*** Text section Section Begins ***

No one knows better than Team Costhetics how wonderful dermal fillers can be. We’ve got the beautiful, unlined faces to prove it.

We look refreshed and natural and have full use of all the facial muscles we want. Our team also knows that more important than the formulation of the filler is the education of the person administering the injection.

We recently came across some good news for people who have had bad experiences with dermal fillers administered by non-professional or inexperienced injectors. It’s an enzyme that provides a non-surgical solution to the negative effects of dermal fillers. Before we get into that, however, let’s talk about how to avoid the problem in the first place.

It’s Not the Recipe, It’s the Chef

Professional injectors have been trained extensively in key essentials such as:

  • Knowledge of anatomy and physiology
  • After-care
  • Complication management

Now you know what you want, but how do you find the best? Thanks for asking!

Sniff Test: Questions to Ask a Dermal Injector

Online research is a good way to start your search for a good injector. Once you’ve found a few options, use these questions to narrow down your choices:

  • How long have you been injecting full time?
  • How long have you been at this location?
  • How many treatments do you perform a year?
  • What professional memberships do you hold, and how long have you had them?
  • Have you ever had to deal with complications?
  • What doctor/medical facility are you associated with?
  • When can you schedule my consultation?

*** Text section Section Ends ***
*** Source data Section Begins ***

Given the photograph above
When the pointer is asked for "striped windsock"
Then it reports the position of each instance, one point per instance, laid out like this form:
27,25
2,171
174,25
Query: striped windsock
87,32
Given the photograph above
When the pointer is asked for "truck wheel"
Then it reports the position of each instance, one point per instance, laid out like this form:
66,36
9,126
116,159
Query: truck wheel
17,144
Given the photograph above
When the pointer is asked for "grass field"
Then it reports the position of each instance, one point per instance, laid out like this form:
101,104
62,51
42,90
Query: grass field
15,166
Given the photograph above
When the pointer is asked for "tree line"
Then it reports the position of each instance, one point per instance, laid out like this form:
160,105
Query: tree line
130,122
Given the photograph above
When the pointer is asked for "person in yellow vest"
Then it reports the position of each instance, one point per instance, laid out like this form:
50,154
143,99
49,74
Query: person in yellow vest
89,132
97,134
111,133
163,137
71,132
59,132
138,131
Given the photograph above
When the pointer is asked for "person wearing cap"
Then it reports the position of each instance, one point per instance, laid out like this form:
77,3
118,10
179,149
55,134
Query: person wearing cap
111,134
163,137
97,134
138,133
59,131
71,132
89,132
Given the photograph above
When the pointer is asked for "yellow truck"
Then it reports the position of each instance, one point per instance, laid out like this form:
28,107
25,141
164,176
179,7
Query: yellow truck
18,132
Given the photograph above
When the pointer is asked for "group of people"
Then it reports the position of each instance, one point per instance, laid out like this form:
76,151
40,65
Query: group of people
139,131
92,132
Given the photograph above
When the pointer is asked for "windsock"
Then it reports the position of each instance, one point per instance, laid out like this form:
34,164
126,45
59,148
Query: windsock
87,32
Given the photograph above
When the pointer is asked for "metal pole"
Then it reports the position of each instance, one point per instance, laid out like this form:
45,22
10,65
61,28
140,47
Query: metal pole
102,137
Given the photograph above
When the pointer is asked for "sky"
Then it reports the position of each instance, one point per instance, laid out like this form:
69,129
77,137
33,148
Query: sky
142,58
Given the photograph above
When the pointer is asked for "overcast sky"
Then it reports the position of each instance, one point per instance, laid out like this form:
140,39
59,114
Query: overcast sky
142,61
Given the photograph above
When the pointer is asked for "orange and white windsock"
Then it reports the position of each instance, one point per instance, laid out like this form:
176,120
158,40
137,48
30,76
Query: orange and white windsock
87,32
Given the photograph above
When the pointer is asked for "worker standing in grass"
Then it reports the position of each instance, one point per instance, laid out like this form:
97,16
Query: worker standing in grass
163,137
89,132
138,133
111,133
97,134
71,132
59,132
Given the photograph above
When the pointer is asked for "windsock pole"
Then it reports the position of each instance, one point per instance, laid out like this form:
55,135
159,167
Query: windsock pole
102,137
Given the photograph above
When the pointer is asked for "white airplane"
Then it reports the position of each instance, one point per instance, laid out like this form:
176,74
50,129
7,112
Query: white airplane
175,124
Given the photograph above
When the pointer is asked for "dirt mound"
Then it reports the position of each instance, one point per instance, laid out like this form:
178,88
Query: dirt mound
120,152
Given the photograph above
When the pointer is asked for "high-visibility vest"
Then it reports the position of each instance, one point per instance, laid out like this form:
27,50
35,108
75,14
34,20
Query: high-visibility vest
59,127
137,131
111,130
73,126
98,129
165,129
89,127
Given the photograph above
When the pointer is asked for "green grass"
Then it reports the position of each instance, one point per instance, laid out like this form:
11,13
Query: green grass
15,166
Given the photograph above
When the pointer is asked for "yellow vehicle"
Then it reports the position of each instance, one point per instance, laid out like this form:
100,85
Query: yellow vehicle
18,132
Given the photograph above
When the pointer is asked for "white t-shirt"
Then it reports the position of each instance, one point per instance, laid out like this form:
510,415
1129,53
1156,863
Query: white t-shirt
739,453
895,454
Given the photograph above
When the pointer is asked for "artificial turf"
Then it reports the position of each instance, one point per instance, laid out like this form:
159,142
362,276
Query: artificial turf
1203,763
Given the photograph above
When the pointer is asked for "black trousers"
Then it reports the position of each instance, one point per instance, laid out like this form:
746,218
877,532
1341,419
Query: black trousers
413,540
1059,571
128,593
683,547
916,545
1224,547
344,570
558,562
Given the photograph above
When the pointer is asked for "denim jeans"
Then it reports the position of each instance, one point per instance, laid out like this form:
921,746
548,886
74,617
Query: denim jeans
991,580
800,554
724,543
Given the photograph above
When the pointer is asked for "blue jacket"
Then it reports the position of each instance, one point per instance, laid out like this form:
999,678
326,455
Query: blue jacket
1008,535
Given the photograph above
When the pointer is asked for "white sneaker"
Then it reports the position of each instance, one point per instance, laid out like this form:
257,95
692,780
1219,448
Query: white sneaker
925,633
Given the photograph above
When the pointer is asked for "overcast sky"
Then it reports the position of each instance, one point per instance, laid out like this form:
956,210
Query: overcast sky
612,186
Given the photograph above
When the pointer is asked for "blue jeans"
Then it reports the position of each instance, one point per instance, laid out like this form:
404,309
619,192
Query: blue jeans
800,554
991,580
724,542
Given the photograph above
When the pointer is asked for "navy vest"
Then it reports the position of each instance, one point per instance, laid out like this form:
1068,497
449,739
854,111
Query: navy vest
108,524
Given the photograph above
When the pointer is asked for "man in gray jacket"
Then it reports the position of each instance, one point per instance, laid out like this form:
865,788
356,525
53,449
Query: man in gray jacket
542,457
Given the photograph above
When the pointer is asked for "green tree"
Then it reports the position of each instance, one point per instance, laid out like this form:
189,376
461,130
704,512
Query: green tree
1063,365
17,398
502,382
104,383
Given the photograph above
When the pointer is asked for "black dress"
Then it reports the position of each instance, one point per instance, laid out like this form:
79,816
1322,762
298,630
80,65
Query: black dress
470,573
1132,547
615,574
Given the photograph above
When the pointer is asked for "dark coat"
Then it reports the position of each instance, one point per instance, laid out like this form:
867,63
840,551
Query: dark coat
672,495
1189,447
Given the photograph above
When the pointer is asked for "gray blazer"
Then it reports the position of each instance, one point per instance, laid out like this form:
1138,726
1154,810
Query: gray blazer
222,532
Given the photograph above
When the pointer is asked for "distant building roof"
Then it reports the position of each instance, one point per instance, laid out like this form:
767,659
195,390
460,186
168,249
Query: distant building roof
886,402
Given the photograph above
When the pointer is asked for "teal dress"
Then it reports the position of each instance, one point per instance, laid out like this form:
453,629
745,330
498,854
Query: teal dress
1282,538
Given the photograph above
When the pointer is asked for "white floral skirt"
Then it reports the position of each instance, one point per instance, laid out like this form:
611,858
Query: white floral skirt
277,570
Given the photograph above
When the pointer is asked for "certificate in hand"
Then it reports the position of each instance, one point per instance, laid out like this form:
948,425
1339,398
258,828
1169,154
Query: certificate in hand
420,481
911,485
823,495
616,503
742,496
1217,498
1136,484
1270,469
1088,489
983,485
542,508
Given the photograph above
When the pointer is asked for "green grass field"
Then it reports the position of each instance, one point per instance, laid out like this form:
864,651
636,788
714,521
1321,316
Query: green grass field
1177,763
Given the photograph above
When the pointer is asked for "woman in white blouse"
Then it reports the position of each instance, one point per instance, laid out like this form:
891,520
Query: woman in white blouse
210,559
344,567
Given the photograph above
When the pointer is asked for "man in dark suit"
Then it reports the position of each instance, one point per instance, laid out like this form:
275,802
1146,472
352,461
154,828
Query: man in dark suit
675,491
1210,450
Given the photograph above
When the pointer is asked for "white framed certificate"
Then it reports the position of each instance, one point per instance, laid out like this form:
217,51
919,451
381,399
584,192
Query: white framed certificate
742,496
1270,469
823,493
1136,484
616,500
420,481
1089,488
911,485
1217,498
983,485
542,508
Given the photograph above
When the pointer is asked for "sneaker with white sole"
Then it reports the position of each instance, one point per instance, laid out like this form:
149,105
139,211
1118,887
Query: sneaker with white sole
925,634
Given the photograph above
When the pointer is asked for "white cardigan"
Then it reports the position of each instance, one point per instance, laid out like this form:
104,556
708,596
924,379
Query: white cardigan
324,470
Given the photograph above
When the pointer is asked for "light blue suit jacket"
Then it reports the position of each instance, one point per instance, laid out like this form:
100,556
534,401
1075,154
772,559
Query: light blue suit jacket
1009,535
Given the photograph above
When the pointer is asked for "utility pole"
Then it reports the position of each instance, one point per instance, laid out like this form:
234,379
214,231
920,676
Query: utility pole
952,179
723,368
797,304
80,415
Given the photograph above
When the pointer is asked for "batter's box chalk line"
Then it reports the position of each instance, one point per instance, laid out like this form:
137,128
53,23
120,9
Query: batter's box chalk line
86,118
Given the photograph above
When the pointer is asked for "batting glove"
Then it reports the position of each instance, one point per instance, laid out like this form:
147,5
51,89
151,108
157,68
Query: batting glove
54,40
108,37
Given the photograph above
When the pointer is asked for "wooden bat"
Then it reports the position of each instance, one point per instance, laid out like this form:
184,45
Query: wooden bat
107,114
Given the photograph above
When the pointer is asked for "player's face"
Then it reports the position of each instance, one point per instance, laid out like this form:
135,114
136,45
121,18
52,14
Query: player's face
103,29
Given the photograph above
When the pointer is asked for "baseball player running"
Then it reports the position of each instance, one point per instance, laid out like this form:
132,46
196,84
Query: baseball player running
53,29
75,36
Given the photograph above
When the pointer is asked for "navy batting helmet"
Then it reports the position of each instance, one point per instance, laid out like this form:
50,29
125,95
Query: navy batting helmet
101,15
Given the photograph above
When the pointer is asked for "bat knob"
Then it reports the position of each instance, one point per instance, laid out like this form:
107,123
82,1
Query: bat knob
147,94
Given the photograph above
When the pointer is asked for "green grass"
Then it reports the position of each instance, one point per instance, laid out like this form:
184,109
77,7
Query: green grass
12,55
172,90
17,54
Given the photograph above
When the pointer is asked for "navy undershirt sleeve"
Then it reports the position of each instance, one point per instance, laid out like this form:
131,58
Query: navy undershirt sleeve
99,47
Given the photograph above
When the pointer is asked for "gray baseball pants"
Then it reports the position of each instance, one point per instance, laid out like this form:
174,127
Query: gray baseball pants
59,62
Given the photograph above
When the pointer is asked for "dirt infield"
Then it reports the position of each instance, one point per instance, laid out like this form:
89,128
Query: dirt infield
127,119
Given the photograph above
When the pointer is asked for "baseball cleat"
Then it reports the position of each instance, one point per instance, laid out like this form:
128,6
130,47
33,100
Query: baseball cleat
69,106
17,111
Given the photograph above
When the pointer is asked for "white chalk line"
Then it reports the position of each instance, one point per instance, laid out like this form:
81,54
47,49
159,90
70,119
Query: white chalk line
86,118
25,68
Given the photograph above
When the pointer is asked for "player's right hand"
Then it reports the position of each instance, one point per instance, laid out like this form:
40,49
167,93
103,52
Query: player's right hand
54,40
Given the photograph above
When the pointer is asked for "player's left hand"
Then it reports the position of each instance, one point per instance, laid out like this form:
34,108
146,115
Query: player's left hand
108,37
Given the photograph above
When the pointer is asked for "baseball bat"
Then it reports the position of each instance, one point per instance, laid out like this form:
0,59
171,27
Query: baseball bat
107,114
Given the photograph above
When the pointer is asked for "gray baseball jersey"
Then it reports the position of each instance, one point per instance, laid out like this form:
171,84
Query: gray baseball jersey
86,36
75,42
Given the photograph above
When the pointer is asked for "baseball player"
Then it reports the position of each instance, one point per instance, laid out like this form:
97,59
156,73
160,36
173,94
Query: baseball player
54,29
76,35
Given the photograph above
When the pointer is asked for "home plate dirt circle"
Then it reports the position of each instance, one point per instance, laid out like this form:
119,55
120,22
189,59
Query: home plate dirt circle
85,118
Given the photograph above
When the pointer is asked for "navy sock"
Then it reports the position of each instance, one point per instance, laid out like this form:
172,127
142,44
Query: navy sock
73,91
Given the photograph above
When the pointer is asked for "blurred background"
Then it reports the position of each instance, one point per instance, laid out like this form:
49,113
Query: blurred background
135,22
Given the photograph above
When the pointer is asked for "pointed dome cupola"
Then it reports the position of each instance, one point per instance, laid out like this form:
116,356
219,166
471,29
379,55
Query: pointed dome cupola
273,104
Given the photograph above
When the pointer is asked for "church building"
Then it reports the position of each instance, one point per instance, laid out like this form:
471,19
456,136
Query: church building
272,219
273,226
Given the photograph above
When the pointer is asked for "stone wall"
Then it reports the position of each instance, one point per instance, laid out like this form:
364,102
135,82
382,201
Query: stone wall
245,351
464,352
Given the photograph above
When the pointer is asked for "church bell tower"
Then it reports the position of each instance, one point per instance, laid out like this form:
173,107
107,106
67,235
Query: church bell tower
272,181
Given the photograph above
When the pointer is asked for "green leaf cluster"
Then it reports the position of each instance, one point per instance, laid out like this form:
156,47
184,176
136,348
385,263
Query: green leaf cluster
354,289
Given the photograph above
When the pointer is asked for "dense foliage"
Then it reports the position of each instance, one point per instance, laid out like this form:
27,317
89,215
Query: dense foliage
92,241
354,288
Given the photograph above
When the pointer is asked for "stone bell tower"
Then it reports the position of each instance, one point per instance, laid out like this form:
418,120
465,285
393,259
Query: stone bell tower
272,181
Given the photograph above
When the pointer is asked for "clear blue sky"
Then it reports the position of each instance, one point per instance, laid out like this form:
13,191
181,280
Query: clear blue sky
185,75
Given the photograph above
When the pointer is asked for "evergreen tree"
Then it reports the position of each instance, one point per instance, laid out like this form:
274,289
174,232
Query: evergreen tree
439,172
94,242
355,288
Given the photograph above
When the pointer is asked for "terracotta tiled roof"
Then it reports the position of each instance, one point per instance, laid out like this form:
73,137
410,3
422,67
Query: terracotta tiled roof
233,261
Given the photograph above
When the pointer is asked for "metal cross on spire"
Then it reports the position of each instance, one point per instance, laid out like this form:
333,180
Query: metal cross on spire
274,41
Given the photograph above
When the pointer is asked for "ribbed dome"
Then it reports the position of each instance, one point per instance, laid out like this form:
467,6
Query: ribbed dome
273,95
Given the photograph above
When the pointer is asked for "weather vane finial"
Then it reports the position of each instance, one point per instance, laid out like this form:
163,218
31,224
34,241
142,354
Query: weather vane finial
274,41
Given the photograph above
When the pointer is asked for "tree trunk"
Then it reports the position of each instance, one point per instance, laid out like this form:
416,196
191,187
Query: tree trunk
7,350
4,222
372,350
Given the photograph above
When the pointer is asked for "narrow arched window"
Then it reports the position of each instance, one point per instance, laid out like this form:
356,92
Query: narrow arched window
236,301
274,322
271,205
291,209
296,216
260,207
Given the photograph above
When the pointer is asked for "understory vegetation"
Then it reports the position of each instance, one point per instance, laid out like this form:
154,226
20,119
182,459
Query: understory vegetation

*** Source data Section Ends ***

## Tasks
1 - Based on the dermal filler text, decide whether each statement (a), (b) and (c) agrees with it. Answer yes or no for each and quote the deciding words.
(a) The text rates the formulation of the filler as more important than the education of the injector.
(b) The text describes an enzyme that offers a non-surgical solution to the negative effects of dermal fillers.
(c) The text names online research as a good way to begin looking for an injector.
2 - Answer these questions using the dermal filler text.
(a) What three essentials does the text say professional injectors have been trained in?
(b) According to the text, what should you do once you've found a few options?
(c) What is the last question on the list of questions to ask a dermal injector?

## Responses by task
1 -
(a) No: "more important than the formulation of the filler is the education of the person administering the injection."
(b) Yes: "It’s an enzyme that provides a non-surgical solution to the negative effects of dermal fillers."
(c) Yes: "Online research is a good way to start your search for a good injector."

2 -
(a) Knowledge of anatomy and physiology, after-care, and complication management.
(b) Use the listed questions to narrow down your choices.
(c) "When can you schedule my consultation?"